RECORDS SHOWN:

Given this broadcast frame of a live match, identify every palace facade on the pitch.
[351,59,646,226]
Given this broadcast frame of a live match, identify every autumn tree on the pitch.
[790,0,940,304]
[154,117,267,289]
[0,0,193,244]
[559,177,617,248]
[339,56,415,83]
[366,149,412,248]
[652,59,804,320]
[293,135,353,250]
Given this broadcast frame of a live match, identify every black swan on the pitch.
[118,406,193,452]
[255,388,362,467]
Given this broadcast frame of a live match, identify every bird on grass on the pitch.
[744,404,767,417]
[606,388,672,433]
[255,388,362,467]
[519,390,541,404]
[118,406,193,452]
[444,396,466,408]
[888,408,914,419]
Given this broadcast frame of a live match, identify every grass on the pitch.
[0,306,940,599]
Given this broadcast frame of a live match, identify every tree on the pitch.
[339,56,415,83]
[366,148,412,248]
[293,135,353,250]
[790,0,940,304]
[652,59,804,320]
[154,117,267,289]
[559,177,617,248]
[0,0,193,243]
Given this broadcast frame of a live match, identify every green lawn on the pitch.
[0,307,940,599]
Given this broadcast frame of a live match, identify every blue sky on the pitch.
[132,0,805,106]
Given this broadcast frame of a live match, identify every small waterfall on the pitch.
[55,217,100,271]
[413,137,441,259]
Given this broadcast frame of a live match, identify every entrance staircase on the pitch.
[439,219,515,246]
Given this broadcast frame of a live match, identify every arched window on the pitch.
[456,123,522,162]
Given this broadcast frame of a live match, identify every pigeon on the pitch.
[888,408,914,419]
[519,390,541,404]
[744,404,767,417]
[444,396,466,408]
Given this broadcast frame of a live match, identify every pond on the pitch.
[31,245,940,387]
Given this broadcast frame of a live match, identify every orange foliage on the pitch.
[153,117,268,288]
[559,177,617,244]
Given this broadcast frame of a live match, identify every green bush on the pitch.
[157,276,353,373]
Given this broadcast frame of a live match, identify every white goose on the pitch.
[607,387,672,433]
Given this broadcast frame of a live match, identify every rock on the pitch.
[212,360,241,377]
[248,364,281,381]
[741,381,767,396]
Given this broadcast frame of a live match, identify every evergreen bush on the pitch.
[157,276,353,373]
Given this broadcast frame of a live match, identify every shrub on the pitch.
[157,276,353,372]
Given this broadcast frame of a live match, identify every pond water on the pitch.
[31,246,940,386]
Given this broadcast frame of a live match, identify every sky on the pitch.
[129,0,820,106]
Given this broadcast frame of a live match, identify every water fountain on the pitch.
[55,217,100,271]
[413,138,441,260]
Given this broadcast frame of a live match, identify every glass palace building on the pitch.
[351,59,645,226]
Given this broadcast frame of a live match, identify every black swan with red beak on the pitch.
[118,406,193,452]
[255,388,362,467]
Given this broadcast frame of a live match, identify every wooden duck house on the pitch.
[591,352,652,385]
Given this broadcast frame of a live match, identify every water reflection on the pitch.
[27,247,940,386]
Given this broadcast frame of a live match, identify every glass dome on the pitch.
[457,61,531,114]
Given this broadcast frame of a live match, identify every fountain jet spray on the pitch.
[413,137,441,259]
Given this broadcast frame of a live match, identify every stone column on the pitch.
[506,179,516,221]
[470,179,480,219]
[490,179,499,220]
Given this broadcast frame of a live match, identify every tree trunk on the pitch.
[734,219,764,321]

SET EXERCISE: Copy out every line of the records from the line that has "staircase on the pitch." through the line that has "[31,245,940,387]", requests included. Multiply each box coordinate in the answers by 1.45 and round to the nearest whole number, rounding halves up.

OUTPUT OF THE TASK:
Given this broadcast frame of a live match, identify every entrance staircase on the pitch.
[637,318,747,357]
Given this broadcast frame of a live match, identify every arched window on the pitch.
[661,178,757,235]
Given this broadcast frame of a live match, identify every pigeon on the pitch.
[1288,592,1325,608]
[753,566,784,586]
[1079,586,1112,605]
[644,574,676,592]
Given this broadcast frame of a live match, identify every pond on the pitch.
[45,355,1363,561]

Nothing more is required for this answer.